Excerpt to read: Begin
Key Experimental Results¶
Main Results (5 labeled nodes/class)¶
| Dataset | PKD | Runner-up | Gain |
|---|---|---|---|
| Cornell | 87.0% | 82.0% (IceBerg) | +5.0% |
| Cora | 91.14% | 79.5% (PopT) | +11.6% |
| Washington | 83.74% | 79.76% (IceBerg) | +3.98% |
| Texas | 86.31% | 84.85% (FairGKD) | +1.46% |
PKD achieves consistently best or second-best performance across all 9 datasets.
Ablation Study¶
| Component | Effect of Removal |
|---|---|
| GTA prompts | Degraded graph comprehension |
| DNS module | Lower neighbor selection quality |
| K-uncertainty | Random node selection performs poorly |
| Full model | Best |
Key Findings¶
- The framework generalizes across different LLM backbones (Llama/Qwen/Mixtral), demonstrating backbone-agnostic applicability.
- K-uncertainty-based selection outperforms random selection, validating the value of intelligent node allocation.
- RL-based teacher selection outperforms fixed single-teacher assignment, confirming that topological diversity necessitates varied processing strategies.
Highlights & Insights¶
- The bidirectional preference-driven design elegantly exploits the complementary strengths of LLMs and GNNs — GNNs identify their own uncertainty, while LLMs determine how to resolve it.
- RL-based teacher selection is more adaptive than static assignment, accommodating diverse node topologies.
Limitations & Future Work¶
- Training \(B\) GNN teachers alongside LLM fine-tuning incurs substantial computational cost.
- The framework is limited to node-level classification and has not been extended to edge- or graph-level tasks.
Excerpt to read: End
Source data: Begin
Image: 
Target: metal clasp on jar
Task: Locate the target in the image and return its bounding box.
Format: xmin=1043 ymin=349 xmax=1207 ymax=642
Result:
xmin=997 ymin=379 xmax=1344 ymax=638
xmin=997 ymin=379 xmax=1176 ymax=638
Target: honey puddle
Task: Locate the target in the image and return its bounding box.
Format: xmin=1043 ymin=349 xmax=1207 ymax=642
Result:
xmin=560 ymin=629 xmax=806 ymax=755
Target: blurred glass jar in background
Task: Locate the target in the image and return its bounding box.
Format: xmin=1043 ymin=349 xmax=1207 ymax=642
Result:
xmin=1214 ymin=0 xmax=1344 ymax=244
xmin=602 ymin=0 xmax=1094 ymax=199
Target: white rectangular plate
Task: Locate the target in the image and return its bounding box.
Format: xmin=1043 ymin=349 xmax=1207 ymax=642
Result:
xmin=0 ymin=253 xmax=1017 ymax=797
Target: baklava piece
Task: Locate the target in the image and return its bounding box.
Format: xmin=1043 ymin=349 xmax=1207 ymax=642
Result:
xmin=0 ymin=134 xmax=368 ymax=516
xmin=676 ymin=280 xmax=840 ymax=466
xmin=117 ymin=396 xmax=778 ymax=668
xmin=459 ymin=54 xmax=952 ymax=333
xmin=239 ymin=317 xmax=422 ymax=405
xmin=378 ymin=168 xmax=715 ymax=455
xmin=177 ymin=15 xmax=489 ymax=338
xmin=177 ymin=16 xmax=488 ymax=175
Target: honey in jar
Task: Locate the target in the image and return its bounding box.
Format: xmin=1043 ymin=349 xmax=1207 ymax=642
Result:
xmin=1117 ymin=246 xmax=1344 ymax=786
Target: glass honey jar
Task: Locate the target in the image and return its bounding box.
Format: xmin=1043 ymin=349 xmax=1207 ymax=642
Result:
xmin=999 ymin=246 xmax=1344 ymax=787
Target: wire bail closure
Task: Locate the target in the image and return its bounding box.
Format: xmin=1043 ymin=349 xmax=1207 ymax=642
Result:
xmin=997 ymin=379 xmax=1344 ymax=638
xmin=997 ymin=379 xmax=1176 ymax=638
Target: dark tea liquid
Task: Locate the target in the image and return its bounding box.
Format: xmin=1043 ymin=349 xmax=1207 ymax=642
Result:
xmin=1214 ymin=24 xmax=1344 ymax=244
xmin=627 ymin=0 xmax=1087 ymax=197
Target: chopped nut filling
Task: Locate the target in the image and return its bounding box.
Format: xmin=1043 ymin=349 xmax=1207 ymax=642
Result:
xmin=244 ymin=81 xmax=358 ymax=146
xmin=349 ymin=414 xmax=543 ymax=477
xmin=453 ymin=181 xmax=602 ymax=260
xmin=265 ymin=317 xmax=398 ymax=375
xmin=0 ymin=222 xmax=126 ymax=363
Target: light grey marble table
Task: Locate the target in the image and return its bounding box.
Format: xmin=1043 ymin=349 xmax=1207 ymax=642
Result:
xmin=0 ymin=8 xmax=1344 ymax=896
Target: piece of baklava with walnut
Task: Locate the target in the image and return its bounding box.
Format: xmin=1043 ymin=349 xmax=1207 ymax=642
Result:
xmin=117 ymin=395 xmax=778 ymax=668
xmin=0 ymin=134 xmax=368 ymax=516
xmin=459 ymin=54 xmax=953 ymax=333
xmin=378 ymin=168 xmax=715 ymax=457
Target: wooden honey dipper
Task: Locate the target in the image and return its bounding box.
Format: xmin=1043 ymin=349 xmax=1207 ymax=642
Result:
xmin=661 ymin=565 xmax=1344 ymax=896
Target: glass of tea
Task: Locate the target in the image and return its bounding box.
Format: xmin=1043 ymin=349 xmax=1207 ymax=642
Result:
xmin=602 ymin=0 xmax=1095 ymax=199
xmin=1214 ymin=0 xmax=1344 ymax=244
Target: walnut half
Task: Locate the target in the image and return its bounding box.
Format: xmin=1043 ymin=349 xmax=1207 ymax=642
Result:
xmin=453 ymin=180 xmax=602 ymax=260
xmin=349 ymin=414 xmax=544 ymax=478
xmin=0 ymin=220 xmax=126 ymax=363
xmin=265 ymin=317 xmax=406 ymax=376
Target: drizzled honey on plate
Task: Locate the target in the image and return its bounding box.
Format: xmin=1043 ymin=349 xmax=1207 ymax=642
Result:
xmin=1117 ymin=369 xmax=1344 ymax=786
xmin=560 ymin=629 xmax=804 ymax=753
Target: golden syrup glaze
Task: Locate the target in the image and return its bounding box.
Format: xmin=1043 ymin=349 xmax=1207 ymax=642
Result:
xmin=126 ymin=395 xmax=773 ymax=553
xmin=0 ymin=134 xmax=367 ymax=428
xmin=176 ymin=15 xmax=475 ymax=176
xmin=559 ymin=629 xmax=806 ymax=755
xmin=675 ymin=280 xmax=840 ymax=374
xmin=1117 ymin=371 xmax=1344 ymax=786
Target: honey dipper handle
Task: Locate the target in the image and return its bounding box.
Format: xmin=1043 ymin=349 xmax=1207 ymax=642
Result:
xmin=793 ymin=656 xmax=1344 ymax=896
Source data: End
Source data: Begin
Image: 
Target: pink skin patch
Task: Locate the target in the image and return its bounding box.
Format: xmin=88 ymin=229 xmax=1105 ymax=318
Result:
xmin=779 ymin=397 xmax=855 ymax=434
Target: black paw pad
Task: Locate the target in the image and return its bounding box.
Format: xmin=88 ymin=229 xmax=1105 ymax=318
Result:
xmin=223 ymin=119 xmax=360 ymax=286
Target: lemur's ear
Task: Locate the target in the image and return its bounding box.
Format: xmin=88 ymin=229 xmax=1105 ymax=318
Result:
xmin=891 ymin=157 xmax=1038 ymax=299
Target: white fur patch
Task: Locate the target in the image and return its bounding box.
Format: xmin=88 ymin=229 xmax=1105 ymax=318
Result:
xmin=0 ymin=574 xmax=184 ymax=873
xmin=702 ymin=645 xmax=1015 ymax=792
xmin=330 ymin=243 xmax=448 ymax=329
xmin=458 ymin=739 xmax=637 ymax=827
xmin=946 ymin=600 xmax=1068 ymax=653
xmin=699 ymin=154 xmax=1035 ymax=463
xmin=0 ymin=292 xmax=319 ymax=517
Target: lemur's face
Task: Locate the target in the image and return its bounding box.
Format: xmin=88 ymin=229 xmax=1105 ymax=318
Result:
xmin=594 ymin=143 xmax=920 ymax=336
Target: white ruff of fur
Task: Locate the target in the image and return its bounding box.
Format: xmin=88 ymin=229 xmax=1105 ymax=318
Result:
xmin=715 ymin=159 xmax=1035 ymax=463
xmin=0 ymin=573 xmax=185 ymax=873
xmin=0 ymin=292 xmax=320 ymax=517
Source data: End
Requirement 1: Transcribe the key experimental results, starting at "- K-uncertainty-based selection" and stopping after "varied processing strategies.".
Requirement 2: In the key experimental results, which LLM backbones does the framework generalize across?

Task result 1:
- K-uncertainty-based selection outperforms random selection, validating the value of intelligent node allocation.
- RL-based teacher selection outperforms fixed single-teacher assignment, confirming that topological diversity necessitates varied processing strategies.

Task result 2: Llama, Qwen, and Mixtral.